→ EXERCISE DESCRIPTION
Reproduce the entries. Each one must match the original exactly.

→ RECORD SET
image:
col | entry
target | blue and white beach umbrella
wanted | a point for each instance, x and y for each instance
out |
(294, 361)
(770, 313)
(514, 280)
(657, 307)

→ REPLY TO THE EXERCISE
image:
col | entry
target | blue and white beach umbrella
wanted | a point for each instance, x and y for each instance
out |
(294, 361)
(770, 313)
(514, 280)
(657, 307)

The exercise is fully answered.